----- LISTED ENTRIES -----

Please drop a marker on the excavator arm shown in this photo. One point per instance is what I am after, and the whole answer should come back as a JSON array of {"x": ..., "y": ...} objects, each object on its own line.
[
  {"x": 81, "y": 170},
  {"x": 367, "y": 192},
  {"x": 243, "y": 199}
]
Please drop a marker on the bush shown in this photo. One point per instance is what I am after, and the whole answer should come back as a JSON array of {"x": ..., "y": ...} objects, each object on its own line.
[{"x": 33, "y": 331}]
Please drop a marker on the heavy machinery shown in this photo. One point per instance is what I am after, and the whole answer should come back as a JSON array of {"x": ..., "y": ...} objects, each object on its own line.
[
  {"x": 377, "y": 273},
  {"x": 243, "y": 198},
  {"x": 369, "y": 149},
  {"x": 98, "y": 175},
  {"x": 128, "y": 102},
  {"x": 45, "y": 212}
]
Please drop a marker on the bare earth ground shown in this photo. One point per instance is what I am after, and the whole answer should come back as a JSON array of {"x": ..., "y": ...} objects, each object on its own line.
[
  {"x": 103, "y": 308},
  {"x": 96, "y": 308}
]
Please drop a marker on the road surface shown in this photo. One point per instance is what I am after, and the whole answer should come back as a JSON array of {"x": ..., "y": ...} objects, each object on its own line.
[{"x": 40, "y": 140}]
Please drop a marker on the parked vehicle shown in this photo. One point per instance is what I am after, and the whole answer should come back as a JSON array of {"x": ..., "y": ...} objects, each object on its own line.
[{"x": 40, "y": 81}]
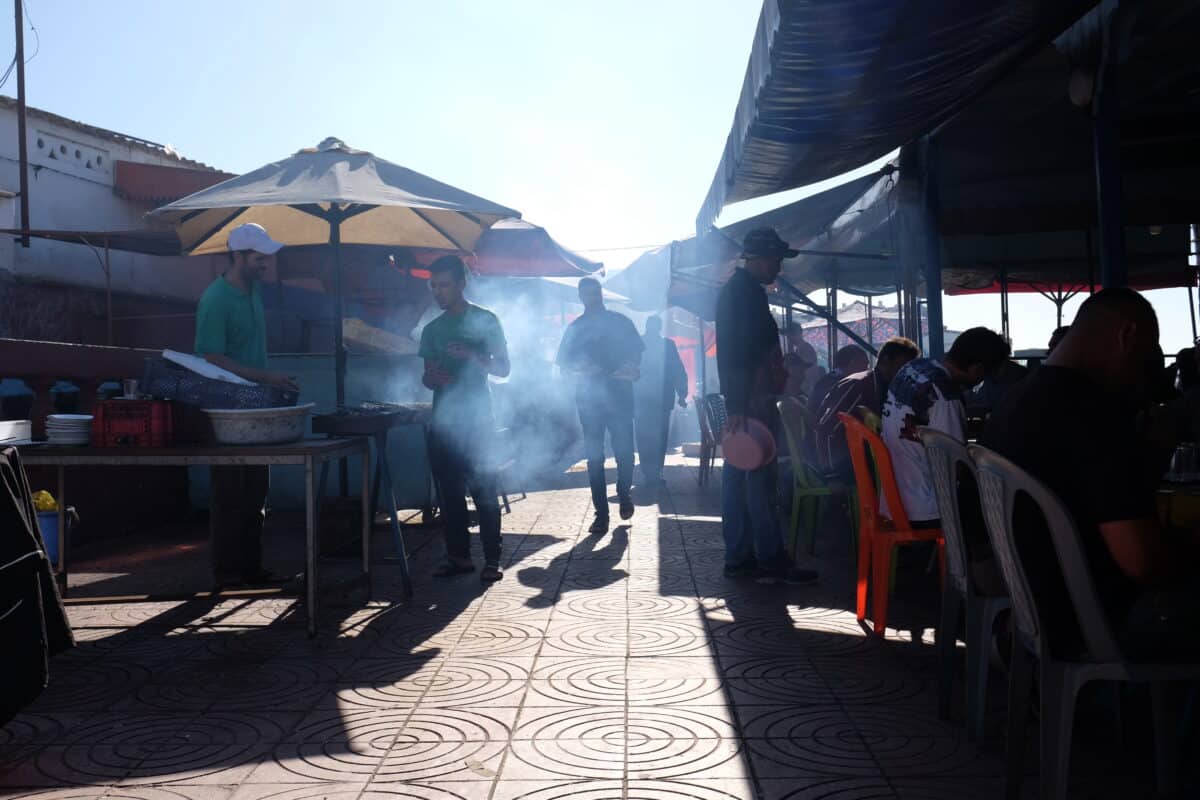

-----

**WHAT TO WORK ON**
Give the entries again exactly, but skip every image.

**YOUR SOLUTION**
Please drop a marker on the excavator arm shown in this photo. One point per instance is what I am after, and the whole answer should come back as a JSON array of {"x": ..., "y": ...} objects, each object on its own line.
[
  {"x": 81, "y": 170},
  {"x": 367, "y": 192},
  {"x": 243, "y": 199}
]
Please drop a marker on the bush shown in this photo. One point per instance is what I am after, and the whole answer should come back as a JSON array of {"x": ..., "y": ...} objects, each object on its own line.
[{"x": 33, "y": 331}]
Please drop a marker on the heavy machinery shown in this photo. One point per instance is what I am after, and the whole answer should come back as a JSON array of {"x": ..., "y": ...} objects, each object on its own line.
[
  {"x": 377, "y": 273},
  {"x": 243, "y": 198},
  {"x": 369, "y": 149},
  {"x": 98, "y": 175},
  {"x": 128, "y": 102},
  {"x": 45, "y": 212}
]
Please drop a marker on the bare earth ground shown in this photo. One point per instance is what I am after, and the whole answer should come back as a JSON array of {"x": ..., "y": ...} objects, each object on its own line.
[
  {"x": 103, "y": 308},
  {"x": 96, "y": 308}
]
Please drop a marker on the road surface shown in this photo. One point per instance is what I am after, and the whole answer should come back as a JSON array of {"x": ..., "y": ...} objects, each object on its own line.
[{"x": 40, "y": 140}]
Please drop a marker on the parked vehicle shown in this photo. One point per instance is what I am after, and the whole answer should come back as a JSON array of {"x": ..., "y": ...} objects, each object on its own line.
[{"x": 40, "y": 81}]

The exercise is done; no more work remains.